==== Given passage

After validating the effect of the individual mycotoxins, we assessed the expression of selected mycotoxin regulatory and biosynthetic genes using subinhibitory doses of each against its appropriate competitor. Mycotoxins were administered at the time of inoculation. Liquid cultures were grown for up to 96 h, with separate full cultures (mycelia and supernatant) destructively sampled at 72 and 96 h for both RNA extraction and LC/MS analysis. Shaken A. flavus broth cultures exposed to fumonisin had significant reduction in aflatoxin production compared to control cultures without added fumonisin (Figure 5A). Surprisingly, no significant statistical differences in expression of aflR, which encodes the key activating transcription factor in the aflatoxin biosynthetic gene cluster, was found. However, there was a significant decrease in expression of aflM at 96 h (Figures 5B, C). The aflatoxin biosynthetic cluster gene, aflM (previously known as ver-1), encodes versicolorin dehydrogenase and has been effectively used to show activation of the aflatoxin biosynthetic pathway (Calvo et al., 2004; Raruang et al., 2020). The decrease in expression was not temporally correlated with a decrease in aflatoxin. Outside the biosynthetic cluster, two global regulators of morphological development and secondary metabolism, veA and laeA, were also assessed (Figures 5D, E) (Calvo et al., 2016). In A. flavus samples exposed to fumonisin B1 expression of veA was suppressed at 72 h, while expression in the control reached the same level 24 h later at the 96 h timepoint. The gene laeA was more consistent in expression that in the fumonisin treated samples it showed a significant decrease in expression at both time points.

Figure 5. Fumonisin B1 impacts aflatoxin production and the expression of velvet regulators veA and laeA in A. flavus in liquid culture. A. flavus wild type was grown in 3 ml of PDB with or without 20 µg/ml fumonisin B1 for 72 or 96 h. The “Con” or control treatment are cultures that do not have any fumonisin added and “FB1” are cultures with 20 µg/ml of fumonisin B1 added. (A) Complete samples, mycelia and supernatant, were collected at 72 and 96 h and analyzed via LC/MS for aflatoxin B1 content. Mycelia were also collected from additional tubes for RNA extraction. Relative expression of aflR (B), aflM (C), veA (D), and laeA (E) was analyzed by qRT-PCR. Expression values were normalized to the 72-hour control. Different letters above columns indicate that the values are statistically different (P<0.05) based on results of an ANOVA run with Tukey test comparison. Experiment was done three different times with four biological replicates.

========

According to the fumonisin passage, what enzyme does the aflM gene encode? Rely only on the fumonisin passage when answering.

==== Given information

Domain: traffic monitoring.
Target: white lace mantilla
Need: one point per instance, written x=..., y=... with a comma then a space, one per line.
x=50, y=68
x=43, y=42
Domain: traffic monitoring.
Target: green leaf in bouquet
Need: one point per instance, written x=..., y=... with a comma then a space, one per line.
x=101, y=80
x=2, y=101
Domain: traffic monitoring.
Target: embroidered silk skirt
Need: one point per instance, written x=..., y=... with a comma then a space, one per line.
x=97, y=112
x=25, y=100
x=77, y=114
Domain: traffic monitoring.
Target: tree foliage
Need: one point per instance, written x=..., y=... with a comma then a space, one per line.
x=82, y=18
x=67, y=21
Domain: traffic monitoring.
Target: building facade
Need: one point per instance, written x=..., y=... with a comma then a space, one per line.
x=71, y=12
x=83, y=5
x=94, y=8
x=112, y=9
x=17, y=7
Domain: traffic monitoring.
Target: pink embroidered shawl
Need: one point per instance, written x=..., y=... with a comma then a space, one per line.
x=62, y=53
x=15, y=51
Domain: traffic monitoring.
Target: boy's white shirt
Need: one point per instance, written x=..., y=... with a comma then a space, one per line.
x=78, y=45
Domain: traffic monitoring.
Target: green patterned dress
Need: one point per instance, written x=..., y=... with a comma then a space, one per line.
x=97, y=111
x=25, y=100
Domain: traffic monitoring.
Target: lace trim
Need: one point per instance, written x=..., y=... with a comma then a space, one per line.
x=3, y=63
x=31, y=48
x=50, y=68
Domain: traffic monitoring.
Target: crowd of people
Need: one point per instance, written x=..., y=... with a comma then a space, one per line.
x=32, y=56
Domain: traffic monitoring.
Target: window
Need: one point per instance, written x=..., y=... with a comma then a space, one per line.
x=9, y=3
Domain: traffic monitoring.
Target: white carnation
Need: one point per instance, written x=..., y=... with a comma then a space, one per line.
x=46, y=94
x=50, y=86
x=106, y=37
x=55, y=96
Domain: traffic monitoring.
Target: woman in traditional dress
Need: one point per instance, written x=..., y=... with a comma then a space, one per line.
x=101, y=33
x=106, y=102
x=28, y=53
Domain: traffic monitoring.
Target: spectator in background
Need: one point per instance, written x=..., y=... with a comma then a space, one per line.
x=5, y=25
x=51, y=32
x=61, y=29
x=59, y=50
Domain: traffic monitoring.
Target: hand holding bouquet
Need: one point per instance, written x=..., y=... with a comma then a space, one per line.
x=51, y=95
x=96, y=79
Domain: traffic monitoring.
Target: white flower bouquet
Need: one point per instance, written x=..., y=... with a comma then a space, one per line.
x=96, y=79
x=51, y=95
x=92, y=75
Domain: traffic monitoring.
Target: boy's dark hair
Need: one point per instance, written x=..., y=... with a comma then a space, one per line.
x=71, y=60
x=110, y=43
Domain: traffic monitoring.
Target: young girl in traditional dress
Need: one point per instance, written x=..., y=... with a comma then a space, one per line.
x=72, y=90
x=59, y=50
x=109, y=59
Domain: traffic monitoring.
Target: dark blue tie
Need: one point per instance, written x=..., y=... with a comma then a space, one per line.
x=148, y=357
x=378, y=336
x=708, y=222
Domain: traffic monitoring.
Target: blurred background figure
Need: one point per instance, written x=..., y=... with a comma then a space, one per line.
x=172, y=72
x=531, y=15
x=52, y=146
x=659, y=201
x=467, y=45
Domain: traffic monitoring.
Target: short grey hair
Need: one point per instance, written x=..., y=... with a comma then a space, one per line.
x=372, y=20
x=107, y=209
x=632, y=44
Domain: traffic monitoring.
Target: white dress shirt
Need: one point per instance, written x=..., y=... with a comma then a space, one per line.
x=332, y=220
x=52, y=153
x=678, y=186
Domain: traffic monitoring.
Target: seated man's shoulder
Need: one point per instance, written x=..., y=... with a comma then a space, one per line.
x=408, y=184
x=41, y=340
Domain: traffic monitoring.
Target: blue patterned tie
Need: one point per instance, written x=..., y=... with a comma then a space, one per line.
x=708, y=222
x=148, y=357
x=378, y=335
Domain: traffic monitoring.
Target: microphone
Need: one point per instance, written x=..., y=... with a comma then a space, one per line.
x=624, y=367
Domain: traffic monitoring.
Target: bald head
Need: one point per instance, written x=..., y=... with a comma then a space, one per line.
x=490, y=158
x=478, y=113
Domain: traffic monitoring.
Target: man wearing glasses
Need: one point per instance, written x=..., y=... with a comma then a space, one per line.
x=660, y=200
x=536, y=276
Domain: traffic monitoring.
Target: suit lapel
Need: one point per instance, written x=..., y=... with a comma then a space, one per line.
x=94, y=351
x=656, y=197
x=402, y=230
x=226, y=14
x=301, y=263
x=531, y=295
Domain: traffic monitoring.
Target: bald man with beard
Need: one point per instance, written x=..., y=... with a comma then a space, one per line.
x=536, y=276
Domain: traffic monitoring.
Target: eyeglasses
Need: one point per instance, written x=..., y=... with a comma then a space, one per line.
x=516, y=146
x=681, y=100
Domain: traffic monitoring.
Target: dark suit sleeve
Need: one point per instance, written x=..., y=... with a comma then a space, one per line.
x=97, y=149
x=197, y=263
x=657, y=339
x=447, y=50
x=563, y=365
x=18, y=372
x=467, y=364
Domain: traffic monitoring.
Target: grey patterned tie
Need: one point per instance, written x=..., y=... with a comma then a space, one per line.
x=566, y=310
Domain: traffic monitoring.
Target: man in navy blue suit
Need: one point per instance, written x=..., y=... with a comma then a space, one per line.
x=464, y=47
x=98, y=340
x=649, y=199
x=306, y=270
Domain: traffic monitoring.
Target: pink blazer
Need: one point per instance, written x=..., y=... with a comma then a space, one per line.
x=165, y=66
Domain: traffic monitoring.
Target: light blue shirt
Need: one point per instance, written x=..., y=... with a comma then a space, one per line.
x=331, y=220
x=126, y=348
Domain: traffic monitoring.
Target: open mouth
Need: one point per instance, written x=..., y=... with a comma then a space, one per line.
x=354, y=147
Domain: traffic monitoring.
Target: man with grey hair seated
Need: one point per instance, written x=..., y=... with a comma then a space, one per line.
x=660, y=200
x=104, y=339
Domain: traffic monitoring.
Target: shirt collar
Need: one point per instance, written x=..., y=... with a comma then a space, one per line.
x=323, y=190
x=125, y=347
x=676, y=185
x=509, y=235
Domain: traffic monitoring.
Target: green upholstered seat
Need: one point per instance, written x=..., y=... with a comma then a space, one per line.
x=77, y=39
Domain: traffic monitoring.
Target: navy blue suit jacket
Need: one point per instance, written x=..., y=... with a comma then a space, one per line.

========

**Response to the exercise:** Versicolorin dehydrogenase.